→ **Exercise prompt**
Leaving out the pictures, reproduce each record exactly and in full.

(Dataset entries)
#####
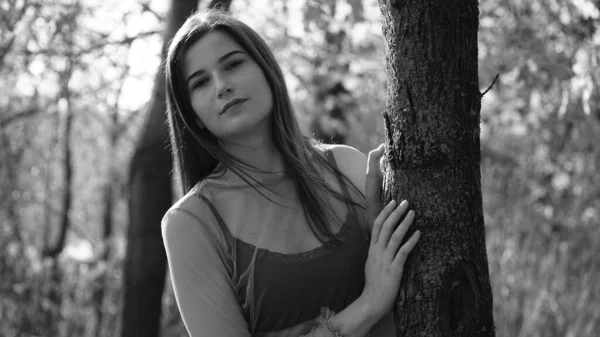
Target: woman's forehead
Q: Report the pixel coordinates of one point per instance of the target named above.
(208, 50)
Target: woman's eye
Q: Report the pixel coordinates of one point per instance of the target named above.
(234, 64)
(200, 83)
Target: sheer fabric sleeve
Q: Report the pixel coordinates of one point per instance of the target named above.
(203, 288)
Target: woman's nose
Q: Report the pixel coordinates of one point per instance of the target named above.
(223, 86)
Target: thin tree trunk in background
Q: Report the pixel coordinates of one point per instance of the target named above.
(220, 4)
(67, 197)
(433, 153)
(149, 198)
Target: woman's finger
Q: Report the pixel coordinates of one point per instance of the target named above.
(391, 222)
(385, 213)
(403, 252)
(398, 234)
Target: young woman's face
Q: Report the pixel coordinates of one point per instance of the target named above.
(227, 88)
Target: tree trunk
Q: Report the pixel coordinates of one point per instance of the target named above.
(220, 4)
(432, 125)
(149, 198)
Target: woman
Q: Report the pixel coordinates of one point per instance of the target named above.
(271, 237)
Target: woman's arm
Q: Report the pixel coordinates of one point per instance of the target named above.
(203, 289)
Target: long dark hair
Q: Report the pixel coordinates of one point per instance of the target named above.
(197, 152)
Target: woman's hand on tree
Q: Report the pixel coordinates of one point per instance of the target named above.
(385, 263)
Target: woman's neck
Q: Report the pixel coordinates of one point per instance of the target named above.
(259, 152)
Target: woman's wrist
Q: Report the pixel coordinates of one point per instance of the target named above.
(356, 320)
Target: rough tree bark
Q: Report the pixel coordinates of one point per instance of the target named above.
(433, 151)
(149, 193)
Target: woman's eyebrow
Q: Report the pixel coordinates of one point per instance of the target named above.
(221, 59)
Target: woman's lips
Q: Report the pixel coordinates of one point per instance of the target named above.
(233, 103)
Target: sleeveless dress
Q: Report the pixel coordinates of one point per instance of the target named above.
(277, 294)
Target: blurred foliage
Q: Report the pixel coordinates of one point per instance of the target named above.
(540, 154)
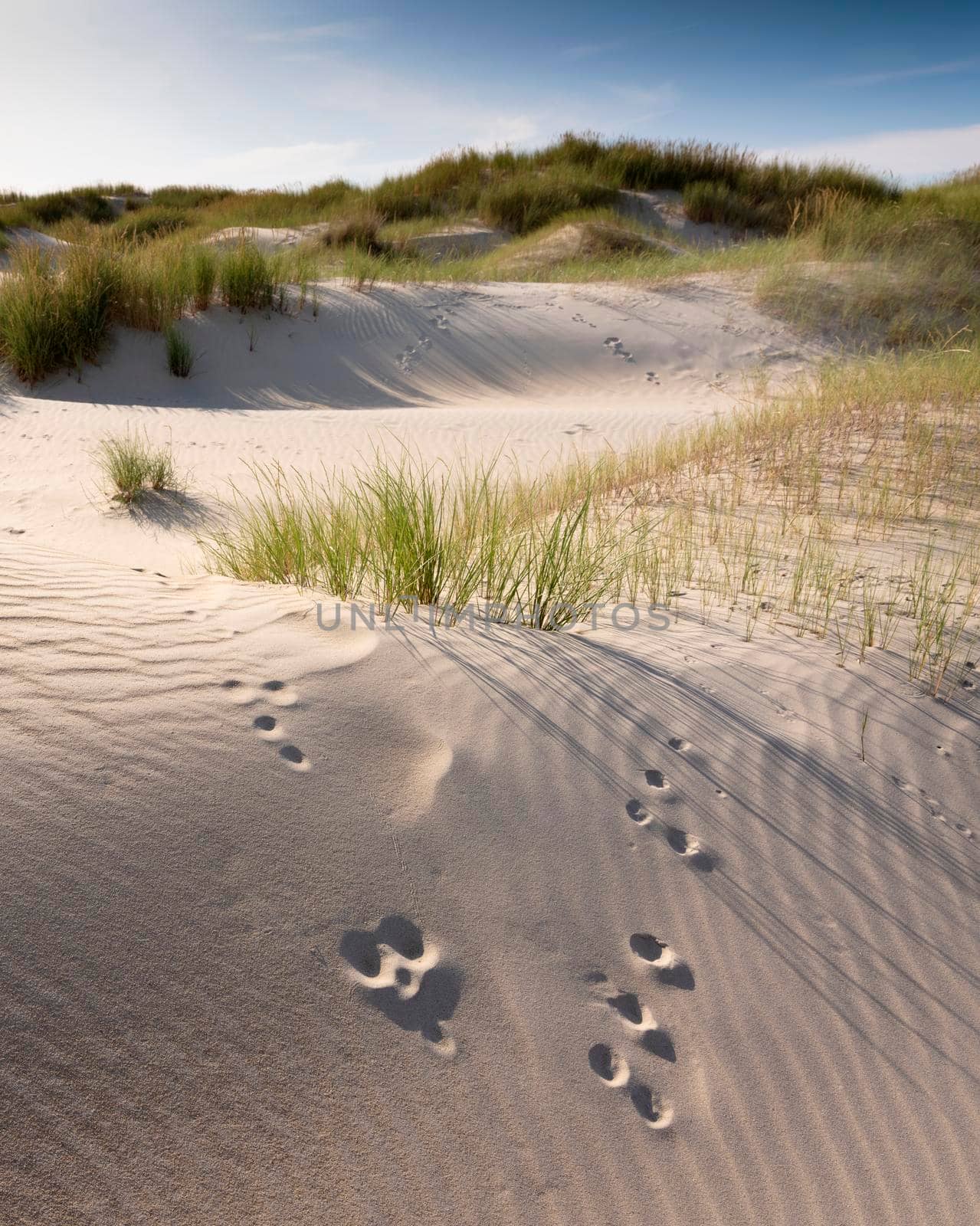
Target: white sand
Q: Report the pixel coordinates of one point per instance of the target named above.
(536, 371)
(335, 927)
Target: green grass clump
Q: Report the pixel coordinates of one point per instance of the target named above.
(132, 465)
(526, 202)
(359, 228)
(204, 275)
(706, 200)
(38, 212)
(175, 196)
(402, 533)
(247, 279)
(54, 316)
(150, 222)
(179, 352)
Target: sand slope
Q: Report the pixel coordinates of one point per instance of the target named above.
(530, 371)
(474, 927)
(333, 927)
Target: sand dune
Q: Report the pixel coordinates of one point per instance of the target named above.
(474, 926)
(530, 371)
(485, 927)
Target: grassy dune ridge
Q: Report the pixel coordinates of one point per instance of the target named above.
(847, 508)
(845, 251)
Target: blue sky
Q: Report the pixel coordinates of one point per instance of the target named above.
(261, 95)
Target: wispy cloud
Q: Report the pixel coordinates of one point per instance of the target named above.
(910, 155)
(906, 74)
(302, 34)
(647, 102)
(269, 165)
(584, 51)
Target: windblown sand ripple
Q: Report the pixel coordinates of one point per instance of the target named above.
(549, 929)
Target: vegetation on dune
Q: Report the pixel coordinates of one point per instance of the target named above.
(57, 308)
(844, 251)
(55, 316)
(151, 222)
(179, 352)
(132, 465)
(847, 509)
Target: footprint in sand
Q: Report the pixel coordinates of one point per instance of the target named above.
(608, 1064)
(616, 349)
(638, 813)
(639, 1021)
(404, 978)
(267, 727)
(667, 965)
(614, 1070)
(294, 758)
(280, 694)
(690, 849)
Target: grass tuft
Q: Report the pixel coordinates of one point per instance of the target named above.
(132, 465)
(247, 279)
(179, 352)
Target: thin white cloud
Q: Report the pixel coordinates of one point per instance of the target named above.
(584, 51)
(912, 155)
(645, 102)
(300, 34)
(949, 67)
(269, 165)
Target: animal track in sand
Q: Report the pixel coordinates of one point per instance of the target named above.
(402, 976)
(616, 349)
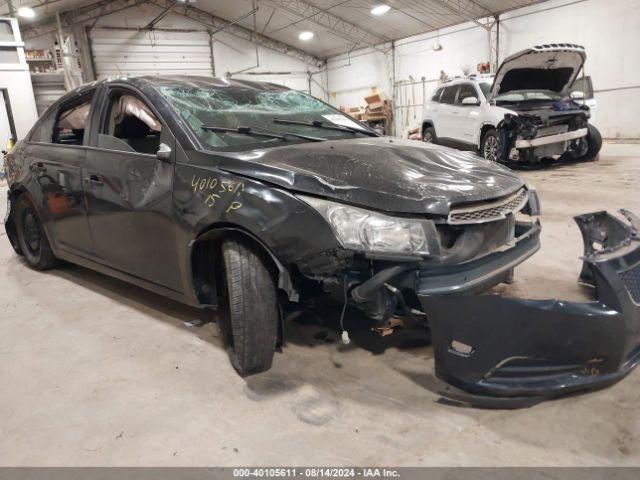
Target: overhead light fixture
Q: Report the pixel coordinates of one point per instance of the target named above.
(307, 35)
(380, 9)
(26, 12)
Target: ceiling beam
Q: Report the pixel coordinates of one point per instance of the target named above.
(334, 24)
(467, 13)
(216, 23)
(96, 11)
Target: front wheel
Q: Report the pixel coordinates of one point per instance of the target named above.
(489, 148)
(594, 142)
(253, 308)
(32, 239)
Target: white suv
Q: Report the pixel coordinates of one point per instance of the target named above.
(524, 112)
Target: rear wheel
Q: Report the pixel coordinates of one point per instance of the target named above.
(32, 239)
(429, 135)
(490, 149)
(252, 332)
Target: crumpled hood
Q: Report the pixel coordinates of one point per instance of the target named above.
(544, 67)
(402, 176)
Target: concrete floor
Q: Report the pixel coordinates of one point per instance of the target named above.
(96, 372)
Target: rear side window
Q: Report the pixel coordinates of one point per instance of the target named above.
(130, 125)
(466, 91)
(71, 121)
(449, 94)
(44, 129)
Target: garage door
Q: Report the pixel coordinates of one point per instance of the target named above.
(128, 52)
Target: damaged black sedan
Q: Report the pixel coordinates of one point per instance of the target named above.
(220, 192)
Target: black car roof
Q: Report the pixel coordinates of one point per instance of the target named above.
(195, 82)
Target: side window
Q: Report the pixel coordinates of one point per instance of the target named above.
(129, 125)
(43, 131)
(466, 91)
(71, 121)
(449, 94)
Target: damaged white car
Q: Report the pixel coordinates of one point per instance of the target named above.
(524, 113)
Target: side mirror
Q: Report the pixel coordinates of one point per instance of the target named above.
#####
→ **Response to the exercise**
Target: woman's forehead
Q: Report the pixel coordinates of one point per instance of the target named above.
(208, 50)
Target: woman's eye
Q: Report the pixel coordinates of one point per instance of the target named above.
(234, 64)
(200, 83)
Target: sheer fabric sleeve
Q: Report the pixel coordinates of one point per instance of the target named above.
(203, 288)
Target: woman's nose
Q: Report the pixel coordinates of one point per instance of the target named above.
(223, 86)
Target: thin tree trunk in background
Q: Report the pixel coordinates of one point per instance of the target named above.
(220, 4)
(67, 197)
(433, 153)
(149, 198)
Target: woman's finger
Q: Report the pixel coordinates of one point per instance of the target named above.
(391, 222)
(385, 213)
(403, 252)
(398, 234)
Target: young woman's face
Q: Report the pixel coordinates of one point per instance of the target named above.
(227, 88)
Target: tree trunk
Q: Report the pixel coordinates of one point per instance of the target named above.
(220, 4)
(432, 125)
(149, 198)
Target: woman
Q: Report the pixel coordinates of one point per instance of the target named above.
(271, 237)
Target: woman's arm
Q: Report the pixel coordinates of one point per instance of the target named above.
(203, 289)
Target: long dark hair
Q: Report the pixel coordinates of one point per instance of the target named above.
(197, 152)
Target: woman's hand on tree
Q: Report the pixel coordinates of one point per instance of the target named above.
(385, 263)
Target: woman's neck
Q: Report the pixel coordinates of one point per instance of the target named above.
(259, 152)
Target: woman's wrist
Q: Report the pixel coordinates of one point per instance of the target named above.
(356, 320)
Target: rough tree bark
Q: Report the pixel coordinates of one point per instance of the target named above.
(433, 151)
(149, 193)
Target: woman's eyebrow
Q: Report the pixel coordinates of one point per instance of the target named above.
(221, 59)
Target: woman's lips
Q: Report the pixel coordinates of one point per instance of the target named above.
(233, 103)
Target: sleeveless dress
Q: Report the pixel coordinates of one point per instance of the target named above.
(277, 294)
Target: blurred foliage
Q: Report the pixel coordinates of one point per instance of the target named above.
(540, 154)
Target: white sand
Q: Report the pixel coordinates of one point per instance of the target named above.
(536, 371)
(335, 927)
Target: green grass clump
Q: Report the pixel coordinates of one point per instance of the target named above.
(132, 465)
(526, 202)
(359, 228)
(204, 275)
(706, 200)
(38, 212)
(175, 196)
(402, 533)
(247, 279)
(54, 316)
(150, 222)
(179, 352)
Target: sand slope
Q: Report the pixel coordinates of one point per instance of the target named above.
(530, 371)
(474, 927)
(333, 927)
Target: sand dune
Q: Report the pixel coordinates of one point per instance of the target named above.
(474, 926)
(530, 371)
(485, 927)
Target: grassy dune ridge
Q: Report the pixel coordinates of one point per instance of the target named above.
(847, 508)
(845, 251)
Target: blue sky
Q: Report the pixel coordinates of one point per instance of the target named above.
(261, 95)
Target: wispy cloud
Q: Report the pixel coordinates of one point per instance of the target named above.
(910, 155)
(906, 74)
(302, 34)
(647, 102)
(269, 165)
(584, 51)
Target: windblown sand ripple
Q: Report the pixel coordinates of one point per instance of the target named above.
(549, 929)
Target: vegetation on dune
Q: Report the pixel coordinates of one point per instance of the target named above.
(57, 308)
(844, 251)
(55, 316)
(151, 222)
(179, 352)
(132, 465)
(847, 509)
Target: footprint in sand
Q: Report the pixel coordinates of one point per instance of the target named above.
(608, 1064)
(616, 349)
(638, 813)
(639, 1021)
(404, 978)
(267, 727)
(667, 965)
(614, 1070)
(294, 758)
(280, 694)
(690, 849)
Target: grass tuft
Q: Report the pixel coordinates of one point per instance of the target named above.
(132, 465)
(247, 279)
(179, 352)
Target: thin white cloud
Q: Report the pixel coordinates of one point per instance of the target named above.
(584, 51)
(912, 155)
(645, 102)
(300, 34)
(949, 67)
(269, 165)
Target: animal track in sand
Q: Report the pixel coordinates of one point per instance of the target named above.
(402, 976)
(616, 349)
Target: overhead light fixture
Q: Report the pixel coordinates of one point per instance of the target named above.
(307, 35)
(380, 9)
(26, 12)
Target: ceiling beam
Q: Report the pixel coordinates of one point per instance of the target named above.
(334, 24)
(467, 13)
(216, 23)
(96, 11)
Target: front wheel
Q: Report the pixel coordinates of one point per instance of the target named above.
(489, 148)
(594, 142)
(253, 308)
(32, 239)
Target: white suv
Q: Report the pixel coordinates of one point per instance of the target named above.
(524, 112)
Target: rear wheel
Q: Report the pixel coordinates of one point per instance of the target named above.
(32, 239)
(429, 135)
(490, 149)
(252, 332)
Target: crumpled hood
Q: Report the pixel coordinates of one point per instance of the target named above.
(544, 67)
(402, 176)
Target: concrete floor
Q: Report the pixel coordinates of one point per instance of the target named above.
(96, 372)
Target: rear side window
Q: Report the pixel coordinates of one point per instance of the target named above.
(130, 125)
(466, 91)
(71, 121)
(449, 94)
(44, 129)
Target: garage door
Q: Report the pixel coordinates of one point per instance of the target named above.
(128, 52)
Target: damaged black sedan
Q: Report the pixel coordinates of one point per instance of the target named above.
(220, 192)
Target: black car roof
Q: Report the pixel coordinates of one point per instance of the target named above.
(195, 82)
Target: side window
Q: Report the pixel coordinates of one point per instance of the target named above.
(129, 125)
(43, 131)
(466, 91)
(71, 121)
(449, 94)
Target: damaged white car
Q: Report the pixel coordinates of one point per instance of the target named above.
(524, 113)
Target: side mirror
Q: Report the pixel coordinates of one point per instance of the target named above.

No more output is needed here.